• _AIM OF THE TASK_:
Extract each line of the data and write it out again exactly.
.....
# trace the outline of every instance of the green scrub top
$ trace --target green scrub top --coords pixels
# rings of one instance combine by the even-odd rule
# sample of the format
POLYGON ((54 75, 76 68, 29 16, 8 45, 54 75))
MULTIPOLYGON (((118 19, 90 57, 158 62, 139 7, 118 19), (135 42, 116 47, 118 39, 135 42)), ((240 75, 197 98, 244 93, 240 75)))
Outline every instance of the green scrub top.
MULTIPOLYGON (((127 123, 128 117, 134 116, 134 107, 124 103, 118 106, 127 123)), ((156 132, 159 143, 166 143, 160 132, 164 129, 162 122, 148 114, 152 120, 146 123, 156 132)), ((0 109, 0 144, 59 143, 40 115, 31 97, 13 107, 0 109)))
.....
• _RESPONSE TO THIS TASK_:
# trace the outline of every instance of the green scrub top
$ trace --target green scrub top --coords pixels
# rings of one instance combine by the even-odd rule
# sample of the format
POLYGON ((54 75, 76 68, 29 16, 8 45, 54 75))
MULTIPOLYGON (((118 19, 90 57, 158 62, 139 7, 118 19), (135 42, 116 47, 118 39, 135 42)), ((240 75, 197 98, 244 93, 240 75)))
Outline every instance of the green scrub top.
MULTIPOLYGON (((127 123, 128 117, 134 116, 134 107, 124 103, 118 106, 127 123)), ((156 132, 159 143, 166 143, 160 132, 164 129, 162 122, 148 114, 152 120, 146 123, 156 132)), ((0 109, 0 144, 59 143, 40 115, 31 97, 13 107, 0 109)))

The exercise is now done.